Challenge 1.
In the forum thread on tortoise taxidermy, why are the preserved tortoises painted? Answer in one to three sentences.
Challenge 2.
According to the tortoise taxidermy thread, where is the wall of tortoises located?

# Wall of Tortoise Taxidermy (Pics)



## Q'sTortie (Oct 9, 2012)

My friend was at school and he saw this so he sent me some pictures. Some of them look kind of fake, probably because the coloring is not what I'm use to. A couple of them I cant tell what they are and some of the labels next to them doesn't seem accurate, like the very rare off colored Russian tortoise. Although, I wish I could have a baby Leopard tortoise that looks like that one!!!


----------



## Neal (Oct 9, 2012)

That's pretty cool!

I've seen pictures from a breeder in South Africa that had some leopards that looked exactly like the baby pictured there.


----------



## wellington (Oct 9, 2012)

Most of the paint jobs do look pretty fake. Cool though.


----------



## Yvonne G (Oct 9, 2012)

Yeah...they would have looked better if they had NOT painted them, and merely varnished or shellacked them.


----------



## Vincentdhr (Oct 9, 2012)

The reason they paint the preserved specimens is because the natural colours fade over time.


----------



## Jacqui (Oct 9, 2012)

Where is this at?


----------



## Q'sTortie (Oct 9, 2012)

Jacqui said:


> Where is this at?



St Petersburg College, Clearwater Campus




Neal said:


> That's pretty cool!
> 
> I've seen pictures from a breeder in South Africa that had some leopards that looked exactly like the baby pictured there.



Do you have pictures you can share??


----------



## ALDABRAMAN (Oct 9, 2012)




----------



## Arizona Sulcata (Oct 9, 2012)

Great... Now I want one.


----------



## leonardo the tmnt (Oct 9, 2012)

Nice!


----------

Dataset.
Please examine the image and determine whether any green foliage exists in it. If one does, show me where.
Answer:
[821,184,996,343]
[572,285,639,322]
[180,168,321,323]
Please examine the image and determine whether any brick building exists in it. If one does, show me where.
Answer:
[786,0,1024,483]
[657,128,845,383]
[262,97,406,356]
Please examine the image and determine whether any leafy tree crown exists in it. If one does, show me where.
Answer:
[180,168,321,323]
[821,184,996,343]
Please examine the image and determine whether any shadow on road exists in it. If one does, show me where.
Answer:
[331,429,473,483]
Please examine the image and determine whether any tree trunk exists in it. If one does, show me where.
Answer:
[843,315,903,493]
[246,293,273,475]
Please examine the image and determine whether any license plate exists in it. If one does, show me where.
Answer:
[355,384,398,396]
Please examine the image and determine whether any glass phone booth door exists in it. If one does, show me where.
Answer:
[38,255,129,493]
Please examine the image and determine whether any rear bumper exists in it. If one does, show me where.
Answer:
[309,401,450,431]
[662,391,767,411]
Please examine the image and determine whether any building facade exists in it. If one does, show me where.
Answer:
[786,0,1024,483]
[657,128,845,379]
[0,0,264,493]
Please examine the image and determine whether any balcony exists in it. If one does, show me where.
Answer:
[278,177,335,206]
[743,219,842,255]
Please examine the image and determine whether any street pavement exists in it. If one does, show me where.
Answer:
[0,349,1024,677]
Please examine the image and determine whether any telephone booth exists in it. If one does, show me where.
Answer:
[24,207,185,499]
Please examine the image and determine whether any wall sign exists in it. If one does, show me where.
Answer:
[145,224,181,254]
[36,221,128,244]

Written answer 1.
They are painted because the natural colors of preserved specimens fade over time.

Written answer 2.
St Petersburg College, Clearwater Campus.